_About this task:_ Leave out the pictures and set down exactly the lines from the start of the listing through the one with "dandelion stem?", both included.
▶
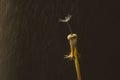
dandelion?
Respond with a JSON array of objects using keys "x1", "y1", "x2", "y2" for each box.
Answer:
[{"x1": 59, "y1": 14, "x2": 82, "y2": 80}]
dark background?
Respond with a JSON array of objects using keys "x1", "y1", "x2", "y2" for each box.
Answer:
[{"x1": 0, "y1": 0, "x2": 120, "y2": 80}]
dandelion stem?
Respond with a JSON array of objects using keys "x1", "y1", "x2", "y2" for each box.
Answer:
[{"x1": 74, "y1": 47, "x2": 82, "y2": 80}]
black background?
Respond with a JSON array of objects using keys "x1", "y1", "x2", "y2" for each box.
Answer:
[{"x1": 0, "y1": 0, "x2": 120, "y2": 80}]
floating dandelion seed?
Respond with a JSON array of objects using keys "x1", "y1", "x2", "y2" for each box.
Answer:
[
  {"x1": 59, "y1": 14, "x2": 73, "y2": 34},
  {"x1": 59, "y1": 14, "x2": 72, "y2": 22}
]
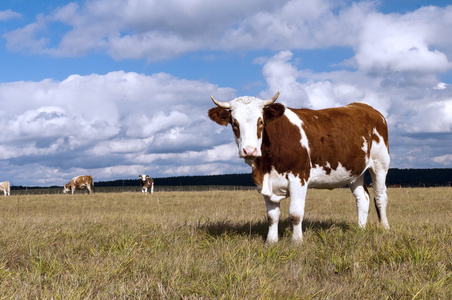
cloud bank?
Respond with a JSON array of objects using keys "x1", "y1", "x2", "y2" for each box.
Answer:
[{"x1": 1, "y1": 0, "x2": 452, "y2": 186}]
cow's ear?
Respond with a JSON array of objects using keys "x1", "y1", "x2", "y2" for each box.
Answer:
[
  {"x1": 208, "y1": 107, "x2": 231, "y2": 126},
  {"x1": 264, "y1": 103, "x2": 285, "y2": 123}
]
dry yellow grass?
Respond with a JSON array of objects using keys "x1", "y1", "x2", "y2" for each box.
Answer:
[{"x1": 0, "y1": 188, "x2": 450, "y2": 298}]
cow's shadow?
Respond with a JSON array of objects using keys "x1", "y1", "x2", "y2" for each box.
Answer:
[{"x1": 199, "y1": 218, "x2": 351, "y2": 241}]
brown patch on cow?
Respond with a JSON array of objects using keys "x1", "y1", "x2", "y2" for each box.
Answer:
[
  {"x1": 231, "y1": 119, "x2": 241, "y2": 139},
  {"x1": 208, "y1": 107, "x2": 242, "y2": 139},
  {"x1": 263, "y1": 103, "x2": 285, "y2": 122},
  {"x1": 252, "y1": 109, "x2": 311, "y2": 186},
  {"x1": 291, "y1": 102, "x2": 388, "y2": 176},
  {"x1": 141, "y1": 177, "x2": 154, "y2": 188},
  {"x1": 208, "y1": 107, "x2": 231, "y2": 126},
  {"x1": 257, "y1": 117, "x2": 264, "y2": 139},
  {"x1": 267, "y1": 216, "x2": 276, "y2": 225},
  {"x1": 290, "y1": 215, "x2": 301, "y2": 226}
]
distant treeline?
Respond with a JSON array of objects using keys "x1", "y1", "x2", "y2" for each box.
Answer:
[
  {"x1": 11, "y1": 168, "x2": 452, "y2": 191},
  {"x1": 96, "y1": 173, "x2": 255, "y2": 188},
  {"x1": 96, "y1": 168, "x2": 451, "y2": 188}
]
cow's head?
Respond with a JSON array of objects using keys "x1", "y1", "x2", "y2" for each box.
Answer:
[
  {"x1": 208, "y1": 91, "x2": 284, "y2": 163},
  {"x1": 139, "y1": 174, "x2": 148, "y2": 182},
  {"x1": 63, "y1": 184, "x2": 70, "y2": 194}
]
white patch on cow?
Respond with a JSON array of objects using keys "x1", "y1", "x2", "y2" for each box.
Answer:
[
  {"x1": 285, "y1": 109, "x2": 310, "y2": 152},
  {"x1": 361, "y1": 136, "x2": 368, "y2": 154},
  {"x1": 361, "y1": 136, "x2": 370, "y2": 169},
  {"x1": 308, "y1": 162, "x2": 356, "y2": 189},
  {"x1": 0, "y1": 181, "x2": 10, "y2": 196},
  {"x1": 229, "y1": 97, "x2": 266, "y2": 157},
  {"x1": 369, "y1": 129, "x2": 390, "y2": 172},
  {"x1": 259, "y1": 168, "x2": 291, "y2": 203}
]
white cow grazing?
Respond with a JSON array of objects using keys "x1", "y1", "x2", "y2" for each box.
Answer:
[
  {"x1": 0, "y1": 181, "x2": 10, "y2": 196},
  {"x1": 209, "y1": 92, "x2": 390, "y2": 244},
  {"x1": 139, "y1": 174, "x2": 154, "y2": 195}
]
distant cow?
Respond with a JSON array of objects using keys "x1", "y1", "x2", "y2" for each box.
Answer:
[
  {"x1": 139, "y1": 174, "x2": 154, "y2": 195},
  {"x1": 0, "y1": 181, "x2": 10, "y2": 196},
  {"x1": 208, "y1": 92, "x2": 390, "y2": 244},
  {"x1": 63, "y1": 175, "x2": 94, "y2": 194}
]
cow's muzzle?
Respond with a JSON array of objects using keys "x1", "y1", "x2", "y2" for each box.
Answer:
[{"x1": 240, "y1": 146, "x2": 259, "y2": 159}]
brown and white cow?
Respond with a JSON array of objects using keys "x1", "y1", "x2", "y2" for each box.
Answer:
[
  {"x1": 139, "y1": 174, "x2": 154, "y2": 195},
  {"x1": 63, "y1": 175, "x2": 94, "y2": 194},
  {"x1": 208, "y1": 92, "x2": 390, "y2": 244},
  {"x1": 0, "y1": 181, "x2": 10, "y2": 196}
]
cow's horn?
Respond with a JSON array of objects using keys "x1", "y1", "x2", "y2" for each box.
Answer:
[
  {"x1": 211, "y1": 96, "x2": 231, "y2": 109},
  {"x1": 262, "y1": 91, "x2": 280, "y2": 106}
]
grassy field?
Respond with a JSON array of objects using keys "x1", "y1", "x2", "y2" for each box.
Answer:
[{"x1": 0, "y1": 188, "x2": 450, "y2": 299}]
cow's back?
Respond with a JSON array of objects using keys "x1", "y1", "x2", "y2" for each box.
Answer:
[
  {"x1": 294, "y1": 103, "x2": 388, "y2": 177},
  {"x1": 75, "y1": 175, "x2": 93, "y2": 185}
]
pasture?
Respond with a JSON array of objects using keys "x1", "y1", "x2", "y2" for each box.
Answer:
[{"x1": 0, "y1": 188, "x2": 450, "y2": 299}]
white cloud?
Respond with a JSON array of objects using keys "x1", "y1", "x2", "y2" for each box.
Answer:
[
  {"x1": 260, "y1": 51, "x2": 308, "y2": 107},
  {"x1": 5, "y1": 0, "x2": 452, "y2": 68},
  {"x1": 354, "y1": 11, "x2": 452, "y2": 74},
  {"x1": 0, "y1": 71, "x2": 235, "y2": 185},
  {"x1": 0, "y1": 9, "x2": 21, "y2": 21},
  {"x1": 433, "y1": 154, "x2": 452, "y2": 164}
]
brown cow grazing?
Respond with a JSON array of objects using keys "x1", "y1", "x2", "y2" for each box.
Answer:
[
  {"x1": 0, "y1": 181, "x2": 10, "y2": 196},
  {"x1": 209, "y1": 92, "x2": 390, "y2": 244},
  {"x1": 139, "y1": 174, "x2": 154, "y2": 195},
  {"x1": 63, "y1": 175, "x2": 94, "y2": 194}
]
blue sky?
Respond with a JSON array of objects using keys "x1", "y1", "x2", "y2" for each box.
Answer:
[{"x1": 0, "y1": 0, "x2": 452, "y2": 186}]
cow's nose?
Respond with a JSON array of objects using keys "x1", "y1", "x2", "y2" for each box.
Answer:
[{"x1": 241, "y1": 146, "x2": 258, "y2": 157}]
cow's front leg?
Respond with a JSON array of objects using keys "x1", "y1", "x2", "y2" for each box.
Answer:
[
  {"x1": 264, "y1": 196, "x2": 280, "y2": 244},
  {"x1": 289, "y1": 180, "x2": 308, "y2": 244}
]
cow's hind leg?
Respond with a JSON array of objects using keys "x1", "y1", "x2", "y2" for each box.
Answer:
[
  {"x1": 369, "y1": 167, "x2": 390, "y2": 229},
  {"x1": 264, "y1": 196, "x2": 280, "y2": 244},
  {"x1": 349, "y1": 174, "x2": 370, "y2": 228}
]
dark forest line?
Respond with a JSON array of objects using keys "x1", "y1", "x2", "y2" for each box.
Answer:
[
  {"x1": 90, "y1": 168, "x2": 452, "y2": 188},
  {"x1": 11, "y1": 168, "x2": 452, "y2": 191}
]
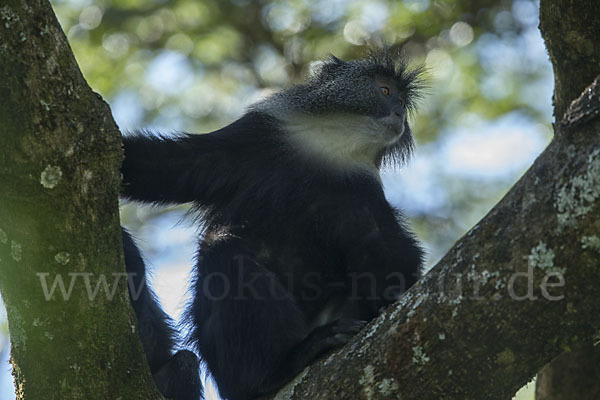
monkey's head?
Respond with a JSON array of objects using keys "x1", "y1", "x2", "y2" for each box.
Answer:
[{"x1": 254, "y1": 48, "x2": 426, "y2": 170}]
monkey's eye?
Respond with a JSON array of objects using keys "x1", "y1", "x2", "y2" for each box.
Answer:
[{"x1": 380, "y1": 86, "x2": 390, "y2": 96}]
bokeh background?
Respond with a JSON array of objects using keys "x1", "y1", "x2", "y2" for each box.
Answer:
[{"x1": 1, "y1": 0, "x2": 552, "y2": 398}]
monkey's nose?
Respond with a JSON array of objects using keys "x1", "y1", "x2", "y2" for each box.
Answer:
[{"x1": 392, "y1": 105, "x2": 404, "y2": 118}]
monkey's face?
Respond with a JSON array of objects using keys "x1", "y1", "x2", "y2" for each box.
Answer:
[
  {"x1": 253, "y1": 48, "x2": 423, "y2": 169},
  {"x1": 371, "y1": 75, "x2": 409, "y2": 141}
]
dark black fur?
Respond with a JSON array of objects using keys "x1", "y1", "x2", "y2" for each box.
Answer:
[
  {"x1": 121, "y1": 111, "x2": 423, "y2": 400},
  {"x1": 122, "y1": 229, "x2": 203, "y2": 400},
  {"x1": 121, "y1": 49, "x2": 424, "y2": 400}
]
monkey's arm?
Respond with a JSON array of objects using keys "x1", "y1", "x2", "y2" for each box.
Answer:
[
  {"x1": 335, "y1": 194, "x2": 423, "y2": 317},
  {"x1": 121, "y1": 134, "x2": 212, "y2": 204},
  {"x1": 121, "y1": 112, "x2": 274, "y2": 205}
]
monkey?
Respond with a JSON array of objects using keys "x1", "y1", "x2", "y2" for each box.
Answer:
[
  {"x1": 122, "y1": 229, "x2": 203, "y2": 400},
  {"x1": 121, "y1": 48, "x2": 425, "y2": 400}
]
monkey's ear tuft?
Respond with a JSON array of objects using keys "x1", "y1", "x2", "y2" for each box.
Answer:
[
  {"x1": 308, "y1": 54, "x2": 346, "y2": 78},
  {"x1": 308, "y1": 60, "x2": 327, "y2": 77},
  {"x1": 328, "y1": 55, "x2": 345, "y2": 65}
]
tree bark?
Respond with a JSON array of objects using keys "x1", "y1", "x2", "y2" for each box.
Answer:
[
  {"x1": 0, "y1": 0, "x2": 161, "y2": 398},
  {"x1": 539, "y1": 0, "x2": 600, "y2": 121}
]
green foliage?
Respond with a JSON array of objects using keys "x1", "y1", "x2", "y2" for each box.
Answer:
[
  {"x1": 51, "y1": 0, "x2": 550, "y2": 133},
  {"x1": 51, "y1": 0, "x2": 552, "y2": 271}
]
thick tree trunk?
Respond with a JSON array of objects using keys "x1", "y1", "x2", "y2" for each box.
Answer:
[
  {"x1": 539, "y1": 0, "x2": 600, "y2": 121},
  {"x1": 0, "y1": 1, "x2": 161, "y2": 398}
]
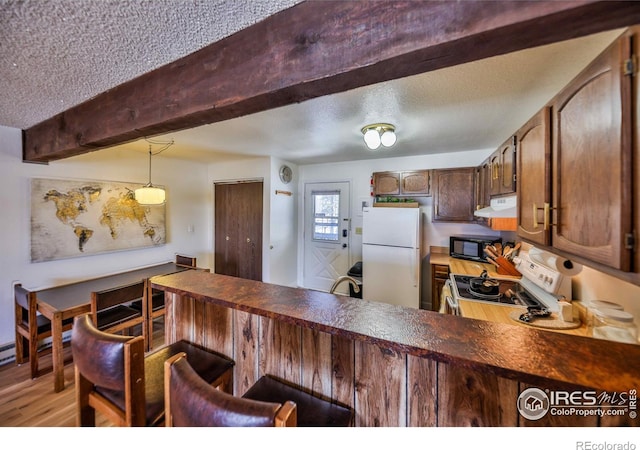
◀
_Written reply:_
dandelion?
Respond with a JSON array of objects using keys "x1", "y1", "x2", "y2" for each box.
Answer:
[{"x1": 59, "y1": 14, "x2": 82, "y2": 80}]
dark background?
Respond with a JSON array of objects using keys "x1", "y1", "x2", "y2" for each box.
Answer:
[{"x1": 0, "y1": 0, "x2": 120, "y2": 80}]
dandelion stem?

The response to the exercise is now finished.